TEXT UNDER STUDY:
***
Barely a day goes by these days without some sort of charity appeal but is there too much pressure being put on people to supply this needed cash? Giving to charity
should be a matter of choice and done where and when the giver decides is right.
One is constantly made to feel guilty; as you pass money collectors shaking a rattling collection box in your direction on the street and as you are confronted by a kindly-spoken collector on your front doorstep, asking you for a paper envelope which was shoved uncaringly through your door the week before and which you forgot to obligingly fill in your rush to complete your daily chores.
Indeed, charity has become almost a fashionable thing and new ways are being employed to pressurise people into donating. Brightly coloured wrist bands have been, and still are to a certain degree, decidedly popular with many people, particularly adolescents, the most recognisable and well-worn of these bands being the white ‘Make Poverty History’ ones.
The issue that these are a waste of resources is an important one and one hardly needs to be told that these wrist bands will soon find themselves in a landfill site (heaven forbid there be a wrist band promoting Eco-friendliness or one labelled ‘Save our Planet’). This issue, however, although a valid one, is beside the point.
The general idea of the wrist bands is to encourage people to buy them, thus donating some of the money to charity. Many of us are then put under pressure to buy a wrist band as so many people have them that we are made to feel mean and guilty on a daily basis if we do not posses and display such a band and the wrist bands become a form of advertising for the charity as everyone feels compelled to buy one to show their ‘generosity’.
***
INFORMATION SHOWN:
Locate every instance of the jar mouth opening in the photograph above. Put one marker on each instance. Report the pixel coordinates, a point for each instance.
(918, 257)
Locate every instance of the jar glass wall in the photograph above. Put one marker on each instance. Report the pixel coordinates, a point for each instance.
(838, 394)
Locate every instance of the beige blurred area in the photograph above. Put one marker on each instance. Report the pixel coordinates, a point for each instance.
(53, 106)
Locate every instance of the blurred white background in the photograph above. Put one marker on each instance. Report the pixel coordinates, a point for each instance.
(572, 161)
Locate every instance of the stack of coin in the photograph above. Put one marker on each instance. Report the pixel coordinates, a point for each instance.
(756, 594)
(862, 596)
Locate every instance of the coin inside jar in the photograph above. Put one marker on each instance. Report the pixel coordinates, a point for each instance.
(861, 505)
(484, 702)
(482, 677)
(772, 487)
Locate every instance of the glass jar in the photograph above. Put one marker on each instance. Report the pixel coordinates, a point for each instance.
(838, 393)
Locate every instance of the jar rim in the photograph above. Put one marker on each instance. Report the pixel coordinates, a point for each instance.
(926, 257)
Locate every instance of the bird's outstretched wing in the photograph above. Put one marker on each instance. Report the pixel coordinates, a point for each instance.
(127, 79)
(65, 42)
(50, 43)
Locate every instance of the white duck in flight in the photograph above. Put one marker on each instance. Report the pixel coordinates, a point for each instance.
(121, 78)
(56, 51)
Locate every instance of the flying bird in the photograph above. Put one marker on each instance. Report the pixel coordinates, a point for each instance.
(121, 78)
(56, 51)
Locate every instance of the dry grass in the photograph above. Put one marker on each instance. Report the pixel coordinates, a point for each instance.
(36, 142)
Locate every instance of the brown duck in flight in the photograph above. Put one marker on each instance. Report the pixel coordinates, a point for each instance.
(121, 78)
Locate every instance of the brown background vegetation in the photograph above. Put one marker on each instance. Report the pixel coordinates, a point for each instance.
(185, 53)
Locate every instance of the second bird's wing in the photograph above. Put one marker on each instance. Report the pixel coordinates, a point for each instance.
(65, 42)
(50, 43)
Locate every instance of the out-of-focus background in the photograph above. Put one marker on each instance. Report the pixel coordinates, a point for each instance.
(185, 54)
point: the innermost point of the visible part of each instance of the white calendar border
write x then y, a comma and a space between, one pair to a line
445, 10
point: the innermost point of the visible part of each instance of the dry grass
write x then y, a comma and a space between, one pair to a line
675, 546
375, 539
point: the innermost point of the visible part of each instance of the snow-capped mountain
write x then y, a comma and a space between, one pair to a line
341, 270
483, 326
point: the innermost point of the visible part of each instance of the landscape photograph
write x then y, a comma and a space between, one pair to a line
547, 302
***
INSTRUCTIONS TO FOLLOW: Reproduce the passage of the text on charity appeals that begins with the words "Indeed, charity has" and ends after "beside the point.", replacing "landfill site" with "garbage dump". The listing plays no part in this work.

ANSWER SPACE:
Indeed, charity has become almost a fashionable thing and new ways are being employed to pressurise people into donating. Brightly coloured wrist bands have been, and still are to a certain degree, decidedly popular with many people, particularly adolescents, the most recognisable and well-worn of these bands being the white ‘Make Poverty History’ ones.
The issue that these are a waste of resources is an important one and one hardly needs to be told that these wrist bands will soon find themselves in a garbage dump (heaven forbid there be a wrist band promoting Eco-friendliness or one labelled ‘Save our Planet’). This issue, however, although a valid one, is beside the point.